→ **WHAT YOU SHOULD DO**
Answer these questions using the album description below.
1. Into how many acts is the album split?
2. Which track was inspired by Kanye West's 'Black Skinhead'?
3. Who made 'The First Time I Ever Saw Your Face' famous?

┌─ PAGE EXTRACT

With the album split into two acts each with a beginning, a middle and end, the trips from light to dark, from brute force to tenderness make for both the full arc of the adventure and suites to be enjoyed separately. It’s a bold, assured and confident collection – from the Americana of ‘Long Gone’, to the Kanye West ‘Black Skinhead’ - inspired ‘Nothing To Give’, the alt-orchestral rush of ‘Only You’ to the guitar-heavy mantra of ‘Crucifixion/A Prophet’ and the electronic child’s lullaby of ‘Sun (The)’ – via covers of ‘The First Time I Ever Saw Your Face’ made famous by Roberta Flack and the ‘guilty pleasure’ of the euphoric ‘Touch Me’ by Rui Da Silva. Helping to travel further down the myriad avenues of UNKLE’s sound are the full spectrum of collaborators and guests.

└─
┌─ MATERIAL PROVIDED

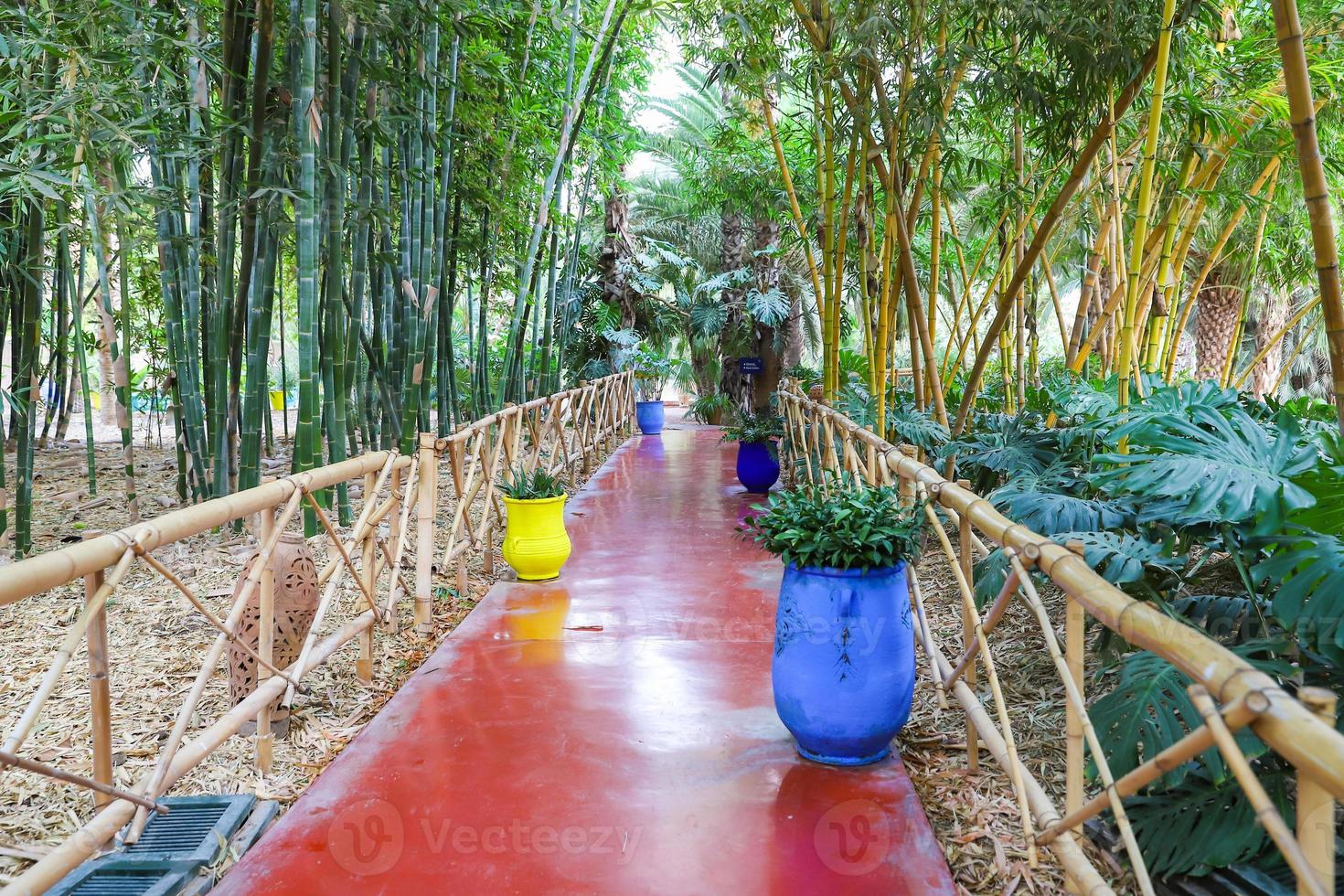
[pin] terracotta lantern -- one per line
(296, 604)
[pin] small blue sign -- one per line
(750, 366)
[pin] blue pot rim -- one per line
(835, 572)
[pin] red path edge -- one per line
(611, 732)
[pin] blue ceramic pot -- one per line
(844, 661)
(758, 465)
(651, 415)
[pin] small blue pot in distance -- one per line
(649, 415)
(758, 466)
(844, 661)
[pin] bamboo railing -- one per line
(1230, 693)
(362, 577)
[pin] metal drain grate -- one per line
(114, 876)
(194, 830)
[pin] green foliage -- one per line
(709, 407)
(844, 526)
(1214, 465)
(765, 427)
(523, 485)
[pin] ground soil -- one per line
(157, 641)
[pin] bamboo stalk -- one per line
(1265, 812)
(1080, 710)
(48, 686)
(100, 787)
(1315, 805)
(105, 825)
(100, 689)
(265, 747)
(968, 603)
(1297, 80)
(1237, 715)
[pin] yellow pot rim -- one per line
(537, 501)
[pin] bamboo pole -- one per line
(368, 564)
(265, 749)
(103, 792)
(54, 569)
(1080, 710)
(48, 686)
(1275, 338)
(968, 603)
(1297, 80)
(1146, 197)
(1046, 229)
(1292, 730)
(1265, 812)
(1237, 715)
(1075, 650)
(105, 825)
(100, 690)
(1315, 805)
(1066, 848)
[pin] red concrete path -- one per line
(609, 732)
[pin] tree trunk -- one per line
(106, 391)
(734, 338)
(1215, 324)
(1272, 318)
(614, 258)
(766, 269)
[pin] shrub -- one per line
(844, 526)
(531, 486)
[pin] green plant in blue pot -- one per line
(758, 449)
(652, 371)
(844, 653)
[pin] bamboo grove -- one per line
(957, 172)
(390, 188)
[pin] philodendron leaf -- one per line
(1226, 465)
(1121, 558)
(1198, 827)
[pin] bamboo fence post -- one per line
(1265, 812)
(581, 426)
(940, 681)
(368, 572)
(1080, 709)
(428, 491)
(394, 532)
(1237, 715)
(100, 689)
(968, 603)
(968, 624)
(1301, 105)
(68, 646)
(265, 644)
(1315, 805)
(1074, 658)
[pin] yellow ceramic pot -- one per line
(535, 543)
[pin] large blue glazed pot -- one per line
(758, 466)
(649, 415)
(844, 661)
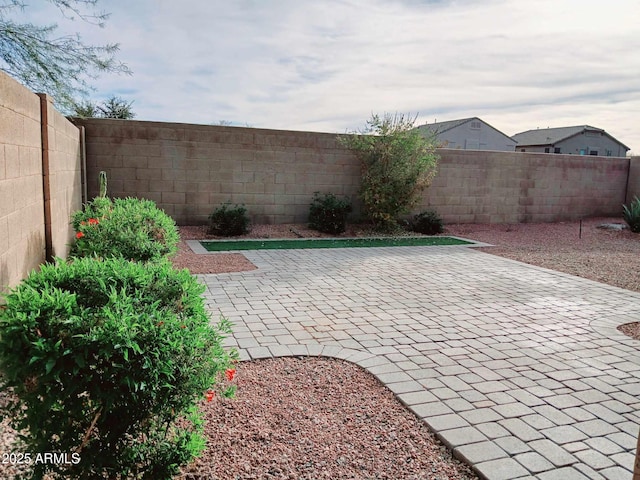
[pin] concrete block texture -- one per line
(39, 152)
(470, 186)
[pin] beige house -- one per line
(580, 140)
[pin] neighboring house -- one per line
(469, 134)
(580, 140)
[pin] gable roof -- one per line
(550, 136)
(441, 127)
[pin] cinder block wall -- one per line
(633, 185)
(22, 237)
(33, 179)
(64, 177)
(514, 187)
(189, 169)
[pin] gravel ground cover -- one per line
(300, 243)
(322, 418)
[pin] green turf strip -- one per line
(225, 245)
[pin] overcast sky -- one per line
(326, 65)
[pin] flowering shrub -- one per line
(125, 227)
(108, 358)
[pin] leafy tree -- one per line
(113, 107)
(54, 65)
(398, 162)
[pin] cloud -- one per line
(327, 65)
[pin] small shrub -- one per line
(229, 221)
(631, 214)
(427, 222)
(108, 359)
(130, 228)
(328, 213)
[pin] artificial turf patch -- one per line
(226, 245)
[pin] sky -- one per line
(327, 65)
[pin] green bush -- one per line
(631, 214)
(328, 213)
(229, 221)
(108, 359)
(130, 228)
(427, 222)
(398, 162)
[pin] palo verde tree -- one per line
(113, 107)
(55, 65)
(398, 163)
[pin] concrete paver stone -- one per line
(519, 369)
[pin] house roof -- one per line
(441, 127)
(550, 136)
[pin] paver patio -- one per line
(518, 369)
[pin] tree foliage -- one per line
(55, 65)
(398, 162)
(113, 107)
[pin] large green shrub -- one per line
(328, 213)
(427, 222)
(229, 221)
(107, 359)
(631, 214)
(130, 228)
(398, 162)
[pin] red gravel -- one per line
(311, 418)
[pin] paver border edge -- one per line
(358, 358)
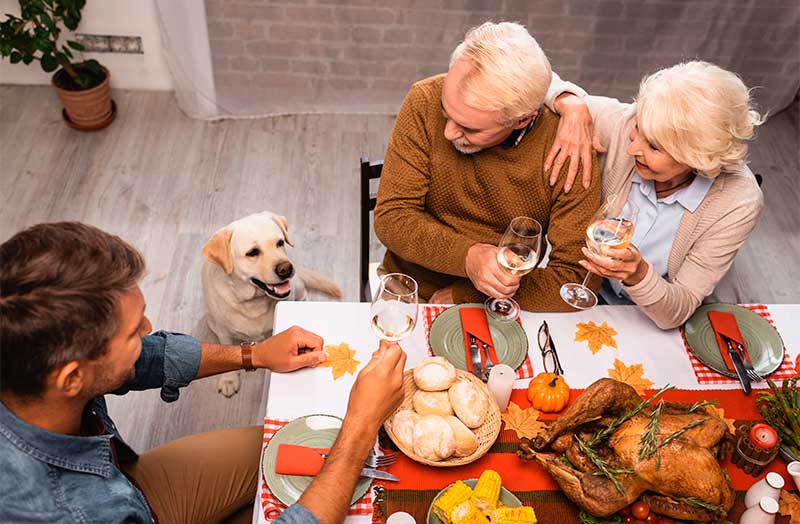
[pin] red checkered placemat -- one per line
(705, 375)
(429, 314)
(273, 508)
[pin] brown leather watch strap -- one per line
(247, 355)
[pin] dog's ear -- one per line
(218, 249)
(281, 221)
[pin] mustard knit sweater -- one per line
(434, 203)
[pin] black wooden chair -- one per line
(368, 273)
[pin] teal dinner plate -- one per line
(313, 431)
(447, 339)
(763, 342)
(506, 497)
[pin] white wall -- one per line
(108, 17)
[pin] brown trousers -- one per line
(208, 478)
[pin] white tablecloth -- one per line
(639, 340)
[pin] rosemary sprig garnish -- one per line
(649, 438)
(697, 503)
(602, 465)
(675, 434)
(601, 435)
(701, 404)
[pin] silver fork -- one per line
(381, 461)
(489, 364)
(748, 367)
(375, 461)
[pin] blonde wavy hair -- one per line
(698, 113)
(510, 72)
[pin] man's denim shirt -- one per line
(57, 479)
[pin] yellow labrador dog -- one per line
(246, 271)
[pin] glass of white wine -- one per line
(610, 228)
(393, 314)
(518, 254)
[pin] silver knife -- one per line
(378, 474)
(475, 357)
(739, 367)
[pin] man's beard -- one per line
(465, 147)
(107, 383)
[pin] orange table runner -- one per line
(419, 483)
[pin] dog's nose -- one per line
(284, 270)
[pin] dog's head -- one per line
(253, 250)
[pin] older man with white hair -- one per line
(466, 156)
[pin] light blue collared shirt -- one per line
(656, 226)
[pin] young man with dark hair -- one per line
(72, 329)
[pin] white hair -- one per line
(510, 72)
(699, 114)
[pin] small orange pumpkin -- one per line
(548, 392)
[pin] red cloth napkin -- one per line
(473, 322)
(725, 324)
(299, 460)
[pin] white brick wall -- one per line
(348, 48)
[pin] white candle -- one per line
(501, 380)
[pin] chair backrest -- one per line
(369, 171)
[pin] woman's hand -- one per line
(574, 140)
(626, 265)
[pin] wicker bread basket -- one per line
(486, 432)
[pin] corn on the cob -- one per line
(520, 515)
(487, 490)
(467, 513)
(455, 495)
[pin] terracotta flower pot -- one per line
(87, 109)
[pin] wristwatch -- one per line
(247, 355)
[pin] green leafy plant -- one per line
(34, 35)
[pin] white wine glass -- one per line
(393, 314)
(517, 254)
(611, 228)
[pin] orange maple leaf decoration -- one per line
(596, 336)
(631, 375)
(719, 412)
(789, 505)
(340, 360)
(524, 422)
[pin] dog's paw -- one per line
(228, 384)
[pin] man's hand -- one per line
(574, 140)
(626, 265)
(378, 389)
(289, 350)
(442, 296)
(486, 274)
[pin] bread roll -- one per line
(403, 424)
(432, 403)
(433, 438)
(466, 441)
(434, 374)
(468, 402)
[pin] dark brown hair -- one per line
(59, 288)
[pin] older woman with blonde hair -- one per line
(678, 153)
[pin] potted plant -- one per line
(82, 85)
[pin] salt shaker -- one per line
(770, 486)
(762, 513)
(501, 380)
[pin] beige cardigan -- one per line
(707, 239)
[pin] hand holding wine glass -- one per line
(517, 254)
(611, 228)
(393, 314)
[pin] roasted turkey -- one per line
(682, 480)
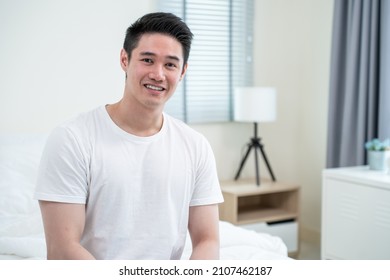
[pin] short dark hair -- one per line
(164, 23)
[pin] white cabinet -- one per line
(355, 214)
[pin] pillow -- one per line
(19, 160)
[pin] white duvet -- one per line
(21, 229)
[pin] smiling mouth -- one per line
(156, 88)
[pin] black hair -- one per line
(164, 23)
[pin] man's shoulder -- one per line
(182, 127)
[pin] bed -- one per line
(21, 229)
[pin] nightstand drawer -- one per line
(287, 231)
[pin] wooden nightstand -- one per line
(272, 207)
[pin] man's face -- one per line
(154, 70)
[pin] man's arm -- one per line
(64, 225)
(203, 227)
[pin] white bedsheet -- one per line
(21, 229)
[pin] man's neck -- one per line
(135, 121)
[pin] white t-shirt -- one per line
(138, 190)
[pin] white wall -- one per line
(59, 58)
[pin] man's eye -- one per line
(171, 65)
(147, 60)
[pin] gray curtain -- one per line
(358, 91)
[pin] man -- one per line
(126, 181)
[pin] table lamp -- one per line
(255, 104)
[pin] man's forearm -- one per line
(69, 252)
(206, 250)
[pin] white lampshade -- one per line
(255, 104)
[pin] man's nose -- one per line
(157, 73)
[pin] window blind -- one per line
(220, 58)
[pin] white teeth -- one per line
(154, 87)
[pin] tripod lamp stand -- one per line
(255, 104)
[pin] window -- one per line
(220, 58)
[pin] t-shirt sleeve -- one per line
(63, 170)
(207, 188)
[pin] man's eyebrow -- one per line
(173, 57)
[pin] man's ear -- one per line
(124, 59)
(183, 72)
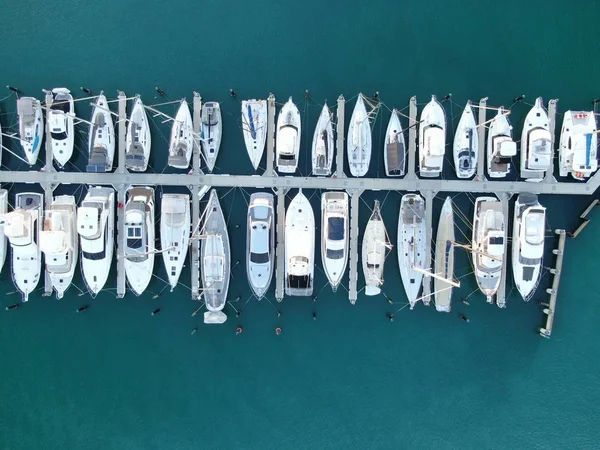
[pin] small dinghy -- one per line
(359, 140)
(394, 150)
(466, 144)
(254, 127)
(210, 133)
(181, 144)
(322, 149)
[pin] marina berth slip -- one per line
(138, 140)
(139, 234)
(254, 128)
(489, 240)
(432, 139)
(60, 117)
(536, 143)
(215, 255)
(287, 141)
(359, 140)
(500, 145)
(299, 247)
(529, 231)
(181, 143)
(394, 147)
(211, 131)
(22, 227)
(466, 144)
(101, 139)
(578, 145)
(31, 127)
(260, 242)
(95, 226)
(375, 246)
(175, 224)
(322, 145)
(334, 238)
(59, 243)
(412, 246)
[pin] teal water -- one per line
(117, 378)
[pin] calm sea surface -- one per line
(117, 378)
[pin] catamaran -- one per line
(299, 247)
(322, 149)
(412, 245)
(578, 147)
(22, 227)
(260, 242)
(334, 238)
(174, 233)
(500, 145)
(3, 211)
(374, 248)
(101, 141)
(359, 140)
(394, 147)
(444, 258)
(211, 131)
(182, 138)
(60, 123)
(254, 127)
(138, 141)
(488, 244)
(529, 230)
(536, 143)
(58, 242)
(31, 127)
(466, 144)
(216, 261)
(432, 139)
(96, 228)
(287, 143)
(139, 233)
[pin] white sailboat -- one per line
(254, 128)
(3, 211)
(139, 234)
(182, 138)
(322, 147)
(500, 145)
(215, 255)
(412, 245)
(529, 230)
(211, 131)
(359, 140)
(466, 144)
(138, 141)
(394, 147)
(444, 258)
(101, 140)
(58, 242)
(578, 147)
(287, 142)
(174, 233)
(299, 247)
(96, 229)
(60, 118)
(536, 143)
(432, 139)
(334, 238)
(22, 227)
(31, 127)
(374, 248)
(260, 242)
(488, 244)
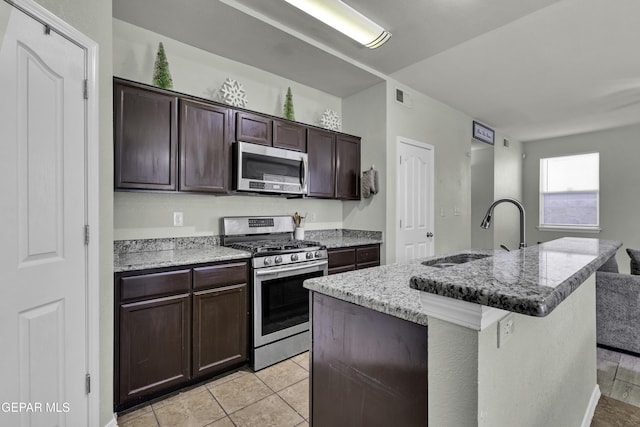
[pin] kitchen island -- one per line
(509, 339)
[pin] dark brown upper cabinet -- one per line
(205, 162)
(334, 165)
(322, 163)
(145, 138)
(253, 128)
(290, 136)
(347, 167)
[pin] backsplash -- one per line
(174, 243)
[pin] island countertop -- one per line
(531, 281)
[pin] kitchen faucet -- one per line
(486, 221)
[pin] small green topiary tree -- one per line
(161, 74)
(288, 106)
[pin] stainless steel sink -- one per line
(450, 261)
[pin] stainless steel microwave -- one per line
(264, 169)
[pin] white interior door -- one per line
(414, 200)
(43, 321)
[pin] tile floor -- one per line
(619, 376)
(277, 396)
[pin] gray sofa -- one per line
(617, 308)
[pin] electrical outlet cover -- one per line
(506, 329)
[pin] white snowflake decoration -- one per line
(232, 93)
(330, 120)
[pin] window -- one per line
(569, 192)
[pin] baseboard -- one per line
(114, 422)
(591, 408)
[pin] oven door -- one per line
(260, 168)
(281, 303)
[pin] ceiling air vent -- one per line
(403, 98)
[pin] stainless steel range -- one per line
(280, 265)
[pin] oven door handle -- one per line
(301, 266)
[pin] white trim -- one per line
(591, 408)
(92, 164)
(463, 313)
(424, 146)
(113, 422)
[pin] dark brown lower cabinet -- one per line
(219, 328)
(353, 258)
(176, 327)
(367, 368)
(154, 345)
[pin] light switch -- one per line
(178, 219)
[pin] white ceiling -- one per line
(530, 68)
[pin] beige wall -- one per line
(544, 376)
(365, 115)
(619, 190)
(93, 18)
(482, 192)
(199, 73)
(496, 172)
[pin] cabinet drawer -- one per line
(367, 254)
(219, 275)
(152, 285)
(341, 257)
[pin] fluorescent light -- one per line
(345, 19)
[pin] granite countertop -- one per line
(131, 261)
(345, 238)
(531, 281)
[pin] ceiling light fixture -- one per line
(345, 19)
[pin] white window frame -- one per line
(580, 228)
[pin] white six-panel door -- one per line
(43, 327)
(414, 200)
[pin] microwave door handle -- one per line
(303, 177)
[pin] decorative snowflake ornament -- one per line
(232, 93)
(330, 120)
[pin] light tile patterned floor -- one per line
(277, 396)
(619, 376)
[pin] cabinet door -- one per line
(289, 135)
(154, 340)
(341, 260)
(219, 328)
(204, 147)
(347, 167)
(367, 256)
(253, 128)
(145, 138)
(322, 163)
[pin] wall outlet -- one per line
(178, 219)
(506, 329)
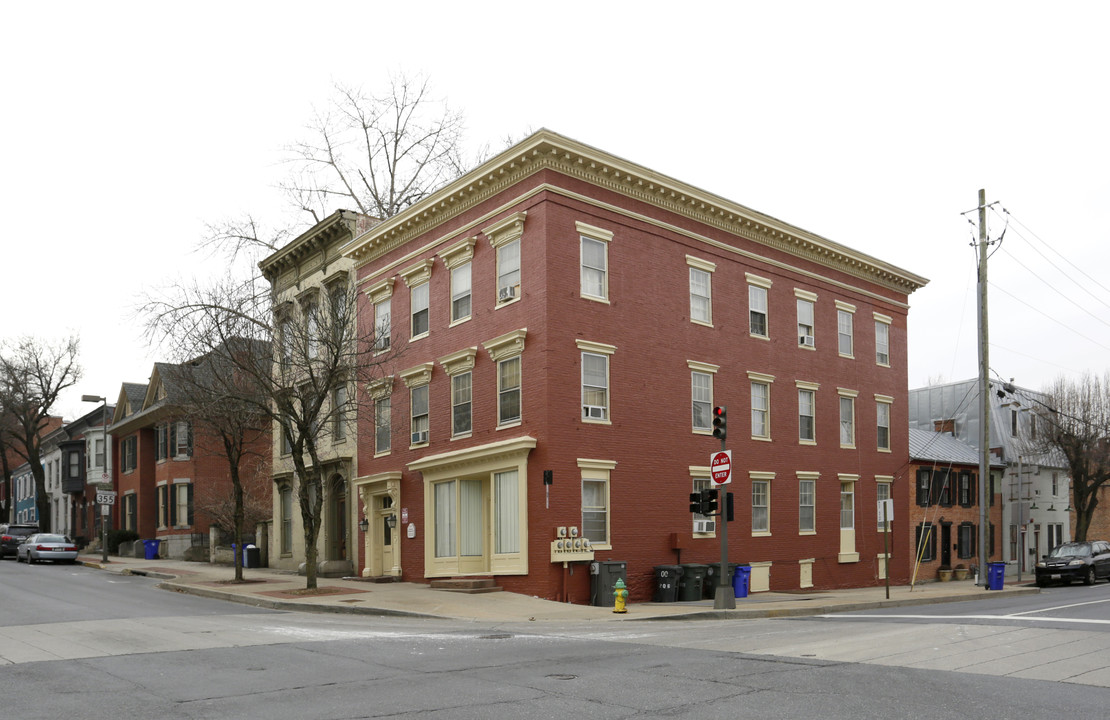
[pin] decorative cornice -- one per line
(419, 375)
(460, 362)
(505, 231)
(460, 253)
(547, 150)
(507, 345)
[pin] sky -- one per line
(129, 127)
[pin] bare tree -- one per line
(318, 355)
(224, 411)
(372, 153)
(1079, 428)
(32, 374)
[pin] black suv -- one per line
(12, 535)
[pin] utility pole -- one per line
(984, 395)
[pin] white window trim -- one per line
(603, 236)
(606, 351)
(760, 378)
(707, 267)
(814, 477)
(765, 284)
(595, 469)
(841, 394)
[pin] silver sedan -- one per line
(44, 546)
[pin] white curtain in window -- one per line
(470, 517)
(445, 519)
(507, 513)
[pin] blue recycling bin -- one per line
(740, 580)
(996, 576)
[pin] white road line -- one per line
(1060, 607)
(962, 617)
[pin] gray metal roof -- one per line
(941, 447)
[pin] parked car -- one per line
(1087, 561)
(12, 535)
(46, 546)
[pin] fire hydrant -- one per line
(619, 596)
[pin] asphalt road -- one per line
(78, 642)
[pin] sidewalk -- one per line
(282, 590)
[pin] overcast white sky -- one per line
(129, 125)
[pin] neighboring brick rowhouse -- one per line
(475, 504)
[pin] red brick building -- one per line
(171, 473)
(944, 519)
(564, 322)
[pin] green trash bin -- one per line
(692, 585)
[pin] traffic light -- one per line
(710, 502)
(696, 506)
(719, 422)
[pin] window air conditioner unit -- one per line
(705, 526)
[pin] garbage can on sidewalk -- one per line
(692, 584)
(150, 548)
(996, 576)
(742, 579)
(666, 582)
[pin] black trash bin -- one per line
(692, 584)
(603, 578)
(666, 582)
(713, 579)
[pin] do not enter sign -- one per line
(720, 467)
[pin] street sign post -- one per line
(720, 467)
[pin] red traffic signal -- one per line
(719, 423)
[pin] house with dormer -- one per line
(170, 464)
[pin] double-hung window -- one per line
(760, 506)
(595, 499)
(417, 379)
(757, 305)
(595, 381)
(883, 422)
(461, 293)
(420, 310)
(381, 297)
(807, 413)
(505, 239)
(760, 405)
(845, 314)
(700, 274)
(702, 395)
(883, 340)
(457, 260)
(461, 404)
(505, 351)
(419, 280)
(594, 243)
(806, 302)
(807, 502)
(847, 417)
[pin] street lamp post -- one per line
(103, 508)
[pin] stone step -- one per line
(470, 586)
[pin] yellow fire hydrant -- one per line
(619, 596)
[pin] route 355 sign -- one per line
(720, 467)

└─

→ **EXERCISE SOLUTION**
1. Two
2. 'Nothing To Give'
3. Roberta Flack